TASK INPUT:

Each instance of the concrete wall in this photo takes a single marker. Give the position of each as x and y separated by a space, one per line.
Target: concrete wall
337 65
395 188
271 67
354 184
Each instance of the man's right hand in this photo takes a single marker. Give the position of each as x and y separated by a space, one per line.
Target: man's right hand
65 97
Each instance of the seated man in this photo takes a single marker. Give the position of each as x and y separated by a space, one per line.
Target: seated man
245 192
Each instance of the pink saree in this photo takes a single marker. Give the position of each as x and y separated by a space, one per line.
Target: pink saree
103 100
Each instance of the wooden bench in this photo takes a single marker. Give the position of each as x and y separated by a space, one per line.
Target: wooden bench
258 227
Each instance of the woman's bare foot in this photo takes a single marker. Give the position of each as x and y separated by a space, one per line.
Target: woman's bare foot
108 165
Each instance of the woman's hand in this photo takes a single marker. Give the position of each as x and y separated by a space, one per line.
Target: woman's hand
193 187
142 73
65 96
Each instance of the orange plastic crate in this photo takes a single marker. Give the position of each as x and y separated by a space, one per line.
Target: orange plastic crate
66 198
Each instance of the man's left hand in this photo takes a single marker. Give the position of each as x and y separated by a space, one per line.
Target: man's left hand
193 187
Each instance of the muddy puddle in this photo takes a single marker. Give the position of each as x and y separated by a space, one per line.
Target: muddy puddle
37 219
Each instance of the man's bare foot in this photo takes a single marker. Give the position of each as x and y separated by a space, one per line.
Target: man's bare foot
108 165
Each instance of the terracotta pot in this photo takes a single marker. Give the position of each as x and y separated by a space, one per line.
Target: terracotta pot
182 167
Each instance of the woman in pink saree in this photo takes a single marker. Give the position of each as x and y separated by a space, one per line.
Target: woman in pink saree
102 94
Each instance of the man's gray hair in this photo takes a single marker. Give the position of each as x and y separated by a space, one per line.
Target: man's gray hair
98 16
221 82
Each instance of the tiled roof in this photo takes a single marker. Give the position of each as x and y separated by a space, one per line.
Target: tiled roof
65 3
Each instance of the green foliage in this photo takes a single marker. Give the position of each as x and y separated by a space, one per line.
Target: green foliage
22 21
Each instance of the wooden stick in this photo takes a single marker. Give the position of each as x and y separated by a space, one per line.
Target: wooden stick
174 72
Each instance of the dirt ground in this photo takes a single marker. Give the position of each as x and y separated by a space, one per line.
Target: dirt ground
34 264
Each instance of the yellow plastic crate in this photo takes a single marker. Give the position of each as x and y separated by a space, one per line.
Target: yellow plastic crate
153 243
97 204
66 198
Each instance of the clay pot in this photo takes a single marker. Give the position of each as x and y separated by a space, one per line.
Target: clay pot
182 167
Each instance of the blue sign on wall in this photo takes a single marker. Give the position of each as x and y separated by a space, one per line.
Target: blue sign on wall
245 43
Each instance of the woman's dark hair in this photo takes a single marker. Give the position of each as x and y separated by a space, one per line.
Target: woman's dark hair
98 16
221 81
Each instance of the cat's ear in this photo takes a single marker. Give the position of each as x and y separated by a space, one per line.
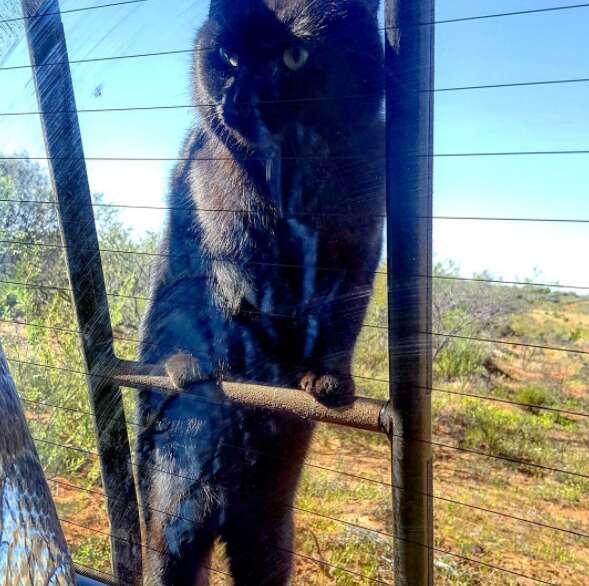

GOAL OF THE EXERCISE: Output the records above exactly as they are, leaving out the pictures.

ANSWER TO THIS PROBLEM:
Each instance of the concrete wall in this photo takes a single marker. Give the position of each as x and y separated by a space, one per line.
Target: concrete wall
337 65
395 188
271 67
354 184
Each instance of the man's right hand in this photo takes a single marker. Give the position of each as x and y separated by a space, one per line.
Target: man's right hand
65 97
Each instance of the seated man in this photo takes a single marker. Give the position of each as x and y separated by a space, one per line.
Target: seated man
245 192
Each instance of the pink saree in this photo takes a single marker. Give the position of each as x and y separated by a space, one per line.
Target: pink saree
103 100
Each instance of the wooden bench in this photo takes a single marker. Give the position of each as x and y separated by a space, one per line.
Target: wooden bench
258 227
Each instance of the woman's bare foot in this photo takes a single marker. Give the position of each as x and y separated by a space, one per line.
Target: woman's bare foot
108 165
Each instance of the woman's hand in this photo takes a single marker. Give the position of each as x and y separated by a space, one per line.
Target: woman's hand
193 187
142 73
65 96
Each instance of the orange plastic crate in this photo takes a single marker. Give the position of each as x and y separated by a space, one per line.
Target: orange plastic crate
66 198
Each instance of the man's left hand in this photo takes a single marker. Give the position of each as x and y separated by a space, one per line.
Target: man's left hand
193 187
Each instance of the muddy puddle in this photo takes a single marker. Give the position of each as x and y separated by a space, one per line.
Target: muddy puddle
37 219
Each instance of the man's bare foot in this photo takes a single marker. Give the position of each as x and y separated by a space, one per line.
Target: man's bare foot
108 165
Each instance of the terracotta pot in this photo takes a single marker. Give the position of each as x and y separated by a space, one per line.
Target: terracotta pot
182 167
Each instance of the woman in pink saree in this photo takes a single marker. Give the position of each as x and y separated by a space, one per line.
Target: woman in pink saree
102 94
Each instance of the man's gray hair in this photo takes a single marker. Give the position of each as x and y separated by a space, one per line.
Target: man's gray hair
98 16
221 82
Each instance of the tiled roof in this photo takes a single marker. Give the position of each as x and y separated by a space, one per line.
Target: tiled roof
65 3
Each instance of the green foliage in this photo takes a single marker. Give the position of each as x and y separated by a space, one per line.
Target: green foliage
22 21
Each instance of the wooden stick in this photo takes a single marker. Give the position of each as x and y separated by a space, one per line.
Target: wooden stick
174 72
Each instance of the dirt ground in this photo takes a single marker. Give the position of each as x and y separated by a space, one per line.
Target: dirt ground
34 264
Each instance of the yellow plastic crate in this photo takes a single marker. Give the position of each as x and y separated by a space, one per line.
Target: yellow plastic crate
153 243
97 204
66 198
Each instance of the clay pot in this photo takes a single marker. Give the position of each as x and y separated by a space, one per line.
Target: clay pot
182 167
Each instance of the blue sign on wall in this photo takes a single marker. Give the position of each as x and y separated by a space, one per line.
Target: blue sign on wall
245 43
Each instance of the woman's dark hair in this photo takes a single marker. Give the position of each as x and y separated by a space, one per line.
Target: woman's dark hair
98 16
221 81
Each instance of the cat's ear in this photo takes a single marker. Give the position of each as x and y separated by a space, one per line.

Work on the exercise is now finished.